### Sayfa metni
= = = =

İBRAHİM FAİK BAYAV
Yunus Suresi’nin 35’nci ayetinde de 34’ncü ayetteki gibi gelecek zamana ait sır var.
”Kul… Hel min şürekâiküm men yehdî ila’l-hakk?”. Yani, Şeriklerinizden hakka ulaştırabilecek kimse var mı?
Bu soru, toplumda cehalet olduğunu, cehaletin kaldırılması gerektiğini belirtir. ‘kul’ قُلْ ‘de…’ emri ‘sor’ anlamını da içerir; emir yüksek makamdan gelir. Verilen mesajı anlayabilmek için kelimeleri irdeleyelim:
Hakk: حَققُ Bu sözcük, lügatte, gerçekliği kabul edilmiş şey olarak belirtiliyor. Gerçekliği kabul edilmiş şeyin topluma deklare edimesi şarttır. Bu da kanunlaştırılarak olur. Yukarıdan aşağıya toplum bireyleri, kanuna uyacak, cehalet karanlığından aydınlığa çıkış imkanı oluşacaktır. Bu ayetin indirildiği ortamda Hz. Muhammed’e ‘tebliğ’ görevi verilmiş. Kanun yapılmışsa, kurallar belirtilmişse ve kanuna ve kurallara uyulması istenmişse, bunlar toplum fertlerine öğretilecek, gerektiğinde uygulama eğitimi verilecektir.
Hz. Muhammed zamanında duyuru ve öğretme yeri mescitler iken sonraki zamanlarda mescidler genişletilip camilere dönüştürülmüş. Daha sonraki zamanlarda öğrenim yerleri medreseler olmuş. Şu zamanda ise adına ‘okul’ dediğimiz yapılardır. Kurs ve dershane adlı yerler, ‘okul’ kapsamındadır.
Hüda: هُدي Bu sözcük lügatte ‘doğru yol’ şeklinde belirtiliyor. Lakin mecaz olduğu hemen anlaşılıyor. Hüda sözcüğü lügatte, ‘gündüz’ anlamında da belirtilmiş. Bu da mecazdır. Hüda, ayrıca ‘taat’ anlamında gösteriliyor ki, bu, bir yerden gelen emre uymak demek oluyor. Yani, itaat.

= = = =

Yunus Suresi’nin 35. ayetini ele alan yazıyı kaldığı yerden sürdürün. Kayıtların bu işte hiçbir rolü yoktur.

= = = =

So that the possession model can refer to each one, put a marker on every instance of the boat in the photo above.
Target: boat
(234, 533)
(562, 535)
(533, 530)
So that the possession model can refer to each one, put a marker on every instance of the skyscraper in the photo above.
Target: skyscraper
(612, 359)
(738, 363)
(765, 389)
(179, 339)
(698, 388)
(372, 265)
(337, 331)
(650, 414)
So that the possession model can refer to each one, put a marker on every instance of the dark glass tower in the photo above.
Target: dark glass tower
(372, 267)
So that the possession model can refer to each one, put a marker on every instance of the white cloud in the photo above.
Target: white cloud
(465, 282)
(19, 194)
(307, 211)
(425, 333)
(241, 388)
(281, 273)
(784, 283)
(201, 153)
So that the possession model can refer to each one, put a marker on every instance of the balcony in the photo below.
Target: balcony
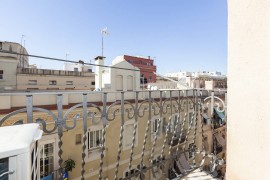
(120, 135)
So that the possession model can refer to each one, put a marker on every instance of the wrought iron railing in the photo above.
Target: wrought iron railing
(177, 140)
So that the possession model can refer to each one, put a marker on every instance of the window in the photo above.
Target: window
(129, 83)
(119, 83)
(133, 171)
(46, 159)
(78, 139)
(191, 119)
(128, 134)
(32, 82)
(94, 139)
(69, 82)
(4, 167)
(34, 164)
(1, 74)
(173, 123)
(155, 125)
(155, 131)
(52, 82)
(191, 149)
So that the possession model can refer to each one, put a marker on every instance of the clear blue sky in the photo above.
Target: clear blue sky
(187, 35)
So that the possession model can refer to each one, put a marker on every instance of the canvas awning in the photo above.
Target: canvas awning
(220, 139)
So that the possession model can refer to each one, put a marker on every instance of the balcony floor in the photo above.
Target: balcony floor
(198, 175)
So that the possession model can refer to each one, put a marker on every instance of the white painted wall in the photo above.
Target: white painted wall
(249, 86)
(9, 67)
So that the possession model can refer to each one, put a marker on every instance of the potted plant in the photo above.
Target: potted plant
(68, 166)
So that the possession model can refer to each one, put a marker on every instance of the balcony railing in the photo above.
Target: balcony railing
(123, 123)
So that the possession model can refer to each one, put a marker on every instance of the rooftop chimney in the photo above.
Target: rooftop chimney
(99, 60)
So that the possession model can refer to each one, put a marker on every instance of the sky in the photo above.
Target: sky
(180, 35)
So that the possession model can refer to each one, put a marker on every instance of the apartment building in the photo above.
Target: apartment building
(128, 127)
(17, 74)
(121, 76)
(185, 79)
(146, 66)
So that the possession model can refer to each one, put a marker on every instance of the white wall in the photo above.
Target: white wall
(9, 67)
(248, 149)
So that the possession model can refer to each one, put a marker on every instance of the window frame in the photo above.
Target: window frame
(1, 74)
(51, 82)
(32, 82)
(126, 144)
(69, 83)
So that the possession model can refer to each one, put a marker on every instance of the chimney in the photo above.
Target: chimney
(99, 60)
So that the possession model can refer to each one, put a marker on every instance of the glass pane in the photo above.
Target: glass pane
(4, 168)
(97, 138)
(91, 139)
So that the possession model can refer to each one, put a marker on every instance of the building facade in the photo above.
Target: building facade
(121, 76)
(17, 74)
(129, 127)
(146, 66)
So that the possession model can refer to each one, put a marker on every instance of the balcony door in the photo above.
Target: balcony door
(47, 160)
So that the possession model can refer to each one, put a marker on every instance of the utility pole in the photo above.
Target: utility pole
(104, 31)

= = = =

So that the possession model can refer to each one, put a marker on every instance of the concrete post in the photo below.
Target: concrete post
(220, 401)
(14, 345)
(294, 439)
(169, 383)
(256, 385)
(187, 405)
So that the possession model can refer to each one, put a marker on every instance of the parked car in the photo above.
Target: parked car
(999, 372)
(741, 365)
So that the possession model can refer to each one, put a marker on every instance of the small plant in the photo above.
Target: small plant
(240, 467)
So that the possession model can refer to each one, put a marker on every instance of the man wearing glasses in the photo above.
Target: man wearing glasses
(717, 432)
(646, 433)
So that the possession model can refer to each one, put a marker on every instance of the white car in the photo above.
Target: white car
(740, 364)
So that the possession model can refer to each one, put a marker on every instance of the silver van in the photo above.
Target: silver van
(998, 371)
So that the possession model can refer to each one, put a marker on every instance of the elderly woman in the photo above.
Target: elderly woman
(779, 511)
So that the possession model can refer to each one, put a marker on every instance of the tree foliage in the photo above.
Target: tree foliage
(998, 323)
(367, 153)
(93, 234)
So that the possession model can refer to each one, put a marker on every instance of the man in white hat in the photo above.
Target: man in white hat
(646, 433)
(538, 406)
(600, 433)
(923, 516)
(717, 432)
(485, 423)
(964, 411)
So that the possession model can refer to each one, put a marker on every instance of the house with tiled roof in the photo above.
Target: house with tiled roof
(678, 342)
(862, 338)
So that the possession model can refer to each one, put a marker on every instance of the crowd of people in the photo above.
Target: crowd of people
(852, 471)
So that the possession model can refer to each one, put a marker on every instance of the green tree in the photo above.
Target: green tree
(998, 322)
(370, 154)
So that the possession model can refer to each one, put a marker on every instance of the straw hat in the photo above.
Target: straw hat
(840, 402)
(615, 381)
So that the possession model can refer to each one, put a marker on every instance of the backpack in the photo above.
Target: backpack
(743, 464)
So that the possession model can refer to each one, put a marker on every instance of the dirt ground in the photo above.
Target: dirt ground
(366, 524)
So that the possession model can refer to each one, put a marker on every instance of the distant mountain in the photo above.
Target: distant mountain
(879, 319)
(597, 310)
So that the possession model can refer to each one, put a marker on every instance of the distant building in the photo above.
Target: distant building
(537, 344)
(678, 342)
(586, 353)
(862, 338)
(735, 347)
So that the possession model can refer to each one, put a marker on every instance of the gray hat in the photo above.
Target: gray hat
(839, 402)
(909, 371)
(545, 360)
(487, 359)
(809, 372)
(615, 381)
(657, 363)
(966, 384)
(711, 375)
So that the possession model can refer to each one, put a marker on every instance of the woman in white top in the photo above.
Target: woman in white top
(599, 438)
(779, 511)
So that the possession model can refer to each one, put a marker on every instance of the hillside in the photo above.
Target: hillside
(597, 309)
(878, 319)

= = = =

### Beklenen yanıt
‘Hüda’ sözcüğünün ‘gündüz’ anlamında olması, ayet ifadesinden, toplumun gece karanlığında kalmışlığını anlamamızı gerektirir. Kur’an’ın bazı ayetlerinde her çeşit karanlık ‘zulümat’ ifadesiyle gösteriliyor. Bu kelime de mecazdır. Baskı, zulüm, eziyet ve hakların gasp edilmesi, karanlıklar anlamındaki ‘zulümat’ benzetmesiyle anlatılmış olur.
‘Yehdî’ يَهْدي fiili, cehalet ortamından, yani karanlıktan gündüze-aydınlığa çıkış yolunu gösterme, aydınlığa ulaştırma hareketidir. Toplumda bu hareketi yapacak birilerinin olması gerekir. ‘Men yehdi’ مَنْ يْدي kelimesi, toplumda aydınlatma becerisini gösterebilecek şahısların arandığını belirtiyor.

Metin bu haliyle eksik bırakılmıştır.